----- MATERIAL PROVIDED

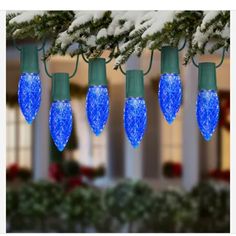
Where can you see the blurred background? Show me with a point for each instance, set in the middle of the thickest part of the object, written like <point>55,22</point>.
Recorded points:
<point>174,182</point>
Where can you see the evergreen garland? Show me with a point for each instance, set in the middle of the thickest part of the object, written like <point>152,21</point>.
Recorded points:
<point>133,31</point>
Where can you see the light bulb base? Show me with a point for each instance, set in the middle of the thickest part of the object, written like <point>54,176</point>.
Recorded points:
<point>97,72</point>
<point>134,83</point>
<point>60,87</point>
<point>207,76</point>
<point>169,60</point>
<point>29,59</point>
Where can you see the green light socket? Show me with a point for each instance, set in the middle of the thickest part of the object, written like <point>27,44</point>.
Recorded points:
<point>134,83</point>
<point>97,71</point>
<point>60,87</point>
<point>169,60</point>
<point>207,76</point>
<point>29,59</point>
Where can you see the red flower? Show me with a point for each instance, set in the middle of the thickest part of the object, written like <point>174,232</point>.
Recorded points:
<point>220,175</point>
<point>74,182</point>
<point>89,172</point>
<point>12,171</point>
<point>177,169</point>
<point>55,172</point>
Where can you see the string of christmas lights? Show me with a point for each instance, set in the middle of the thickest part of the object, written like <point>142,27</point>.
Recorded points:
<point>97,99</point>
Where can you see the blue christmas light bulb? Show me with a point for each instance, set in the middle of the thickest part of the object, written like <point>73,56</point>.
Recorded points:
<point>207,112</point>
<point>60,122</point>
<point>170,95</point>
<point>135,119</point>
<point>97,107</point>
<point>29,95</point>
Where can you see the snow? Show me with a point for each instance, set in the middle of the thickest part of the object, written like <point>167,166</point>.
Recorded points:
<point>91,41</point>
<point>64,39</point>
<point>83,17</point>
<point>158,22</point>
<point>26,16</point>
<point>200,37</point>
<point>209,15</point>
<point>225,33</point>
<point>102,33</point>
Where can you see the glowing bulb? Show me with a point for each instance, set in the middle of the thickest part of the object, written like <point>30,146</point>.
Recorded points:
<point>170,95</point>
<point>60,123</point>
<point>29,95</point>
<point>207,111</point>
<point>97,107</point>
<point>135,119</point>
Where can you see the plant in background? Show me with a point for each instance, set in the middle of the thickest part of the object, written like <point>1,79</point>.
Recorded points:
<point>128,202</point>
<point>42,206</point>
<point>213,207</point>
<point>15,172</point>
<point>170,211</point>
<point>81,208</point>
<point>38,202</point>
<point>12,213</point>
<point>172,169</point>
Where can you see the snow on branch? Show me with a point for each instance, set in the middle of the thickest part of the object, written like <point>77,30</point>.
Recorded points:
<point>26,16</point>
<point>131,30</point>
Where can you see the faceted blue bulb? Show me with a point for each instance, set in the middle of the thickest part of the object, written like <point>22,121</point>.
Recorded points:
<point>29,95</point>
<point>97,107</point>
<point>60,123</point>
<point>135,119</point>
<point>207,112</point>
<point>170,95</point>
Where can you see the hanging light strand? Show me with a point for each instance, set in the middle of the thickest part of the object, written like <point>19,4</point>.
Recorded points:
<point>29,86</point>
<point>60,115</point>
<point>207,105</point>
<point>170,86</point>
<point>135,111</point>
<point>97,99</point>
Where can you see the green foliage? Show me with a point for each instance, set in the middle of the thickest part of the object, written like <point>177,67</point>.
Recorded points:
<point>127,201</point>
<point>213,207</point>
<point>42,206</point>
<point>170,211</point>
<point>81,205</point>
<point>53,24</point>
<point>70,168</point>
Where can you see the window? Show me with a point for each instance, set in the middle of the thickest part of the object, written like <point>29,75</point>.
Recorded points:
<point>19,138</point>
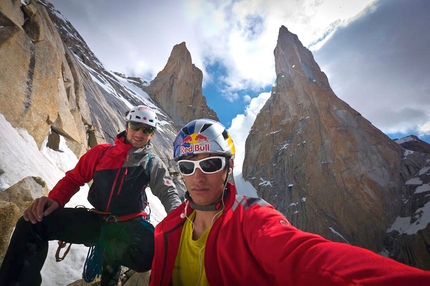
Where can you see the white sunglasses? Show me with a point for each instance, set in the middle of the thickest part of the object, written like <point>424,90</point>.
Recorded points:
<point>209,165</point>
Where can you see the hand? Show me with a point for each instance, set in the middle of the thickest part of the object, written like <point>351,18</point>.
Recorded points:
<point>39,208</point>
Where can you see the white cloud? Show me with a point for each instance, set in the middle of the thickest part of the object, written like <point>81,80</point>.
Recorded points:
<point>241,125</point>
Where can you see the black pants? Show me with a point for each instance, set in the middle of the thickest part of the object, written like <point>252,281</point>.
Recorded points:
<point>129,243</point>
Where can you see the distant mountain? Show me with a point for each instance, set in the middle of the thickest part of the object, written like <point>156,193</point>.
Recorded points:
<point>328,169</point>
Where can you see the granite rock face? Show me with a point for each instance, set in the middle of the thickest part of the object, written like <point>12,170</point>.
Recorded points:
<point>328,169</point>
<point>178,88</point>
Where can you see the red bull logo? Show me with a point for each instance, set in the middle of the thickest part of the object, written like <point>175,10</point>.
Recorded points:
<point>195,143</point>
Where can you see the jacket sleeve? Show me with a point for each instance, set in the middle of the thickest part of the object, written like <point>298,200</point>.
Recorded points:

----------

> _GIVEN TASK_: Could you rewrite the listing above with "Recorded points" replaced by "Logged points" everywhere, keeping everything else the same and leaving out the pictures?

> _SOLUTION TO THE EXERCISE_:
Where can you see the blurred background? Show me with a point for each instance, set in the middle of the thickest part of the object, written like <point>55,22</point>.
Logged points:
<point>174,182</point>
Where can you see the evergreen garland? Show me with a point for each instance, set in the middle of the thickest part of the object, written like <point>152,21</point>.
Logged points:
<point>133,31</point>
Where can you see the light bulb base? Show me with a point for each instance, set in the middle of the thickest part of the object, written like <point>54,176</point>.
Logged points:
<point>97,72</point>
<point>134,83</point>
<point>60,87</point>
<point>207,76</point>
<point>169,60</point>
<point>29,59</point>
Where can you see the green light socket? Show me with a point for each instance, set in the middle of the thickest part of the object, written like <point>27,44</point>.
Logged points:
<point>134,83</point>
<point>97,71</point>
<point>60,87</point>
<point>169,60</point>
<point>207,76</point>
<point>29,59</point>
Where can you see the red flower? Show me with a point for each instance, set in the middle of the thickest part of the object, written like <point>174,232</point>.
Logged points:
<point>220,175</point>
<point>74,182</point>
<point>89,172</point>
<point>12,171</point>
<point>177,169</point>
<point>55,172</point>
Where can you see the string of christmas lights? Show me with a point for each instance, set in the middle of the thickest part of the object, written like <point>142,27</point>.
Logged points:
<point>97,99</point>
Where can you see the blue christmas light bulb? Show me with a point for each instance, set in the middle of the thickest part of the object, written like <point>73,56</point>.
Logged points:
<point>207,112</point>
<point>60,122</point>
<point>170,95</point>
<point>135,119</point>
<point>97,107</point>
<point>29,95</point>
Where can you see the snow? Show me with a point for each instance, set in the middle of the thickest part of the object, written like <point>167,166</point>.
Logged points:
<point>91,41</point>
<point>64,39</point>
<point>83,17</point>
<point>158,22</point>
<point>26,16</point>
<point>200,37</point>
<point>209,15</point>
<point>225,33</point>
<point>102,33</point>
Where can you see the glowing bulb? Show me with a point for each instance, set in the middle of the thickest part of the object, written like <point>30,146</point>.
Logged points:
<point>170,95</point>
<point>60,123</point>
<point>29,95</point>
<point>207,111</point>
<point>97,107</point>
<point>135,119</point>
Where can you see the plant in background? Show me with a point for each instance, set in the middle of the thickest part of the object, written like <point>1,79</point>.
Logged points:
<point>128,202</point>
<point>42,206</point>
<point>213,207</point>
<point>15,172</point>
<point>170,211</point>
<point>81,208</point>
<point>38,202</point>
<point>12,213</point>
<point>172,169</point>
Where can you see the snow on branch? Show me with a point for each instance, set in the middle of the thickest part of the object, written like <point>77,30</point>.
Logged points:
<point>26,16</point>
<point>131,30</point>
Where can you see the faceted blue bulb? Show me with a point for each instance, set in the middle of the thickest part of the object, written like <point>22,121</point>.
Logged points:
<point>29,95</point>
<point>97,107</point>
<point>60,123</point>
<point>135,119</point>
<point>207,112</point>
<point>170,95</point>
Where can you see the hanging light strand? Show me with a point for each instance, set in the middle of the thickest part of the object, written like <point>19,4</point>.
Logged points:
<point>29,86</point>
<point>60,115</point>
<point>207,105</point>
<point>170,86</point>
<point>135,111</point>
<point>97,99</point>
Where can you see the green foliage? Show me with a point for each instance, set in the middle of the thickest part of the object, written like <point>177,67</point>.
Logged points:
<point>127,201</point>
<point>213,207</point>
<point>42,206</point>
<point>170,211</point>
<point>81,205</point>
<point>53,24</point>
<point>70,168</point>
Where can you see the window? Show me with a point for each instance, set in the middle of the thickest part of the object, written like <point>29,75</point>.
Logged points:
<point>19,138</point>
Where can you see the white sunglasses? Show me with a point for each instance, set in the middle of the thickest part of the object, written like <point>424,90</point>.
Logged points:
<point>209,165</point>
Where can you see the hand? Show me with a point for each instance, set in the middle of the thickest part of the object, written like <point>351,18</point>.
Logged points:
<point>39,208</point>
Where can you see the white cloud? Show me with a point for each instance, set in the middle of the thickest part of the object, written like <point>81,80</point>.
Logged points:
<point>241,125</point>
Where can you see the black pants? Show me with a point for each instance, set in the middle of the thickest part of the object, written like <point>252,281</point>.
Logged points:
<point>129,243</point>
Where can you see the distant mountain? Show me with a point for each instance, set in the middle of the thickest part of the object, written like <point>156,193</point>.
Logged points:
<point>328,169</point>
Where can you see the granite rock face? Show me with a point for each instance, set in the middle of the thickest part of the object, written like <point>12,170</point>.
Logged points:
<point>328,169</point>
<point>178,88</point>
Where can you see the red bull logo? Show me with a point for each instance, set in the middle of the thickest part of the object, written like <point>175,10</point>.
Logged points:
<point>195,143</point>
Where can you see the jacket sleeve? Show me with a point for each instance, set in the middle of the thickest part of the object, written like <point>298,200</point>.
Logged points:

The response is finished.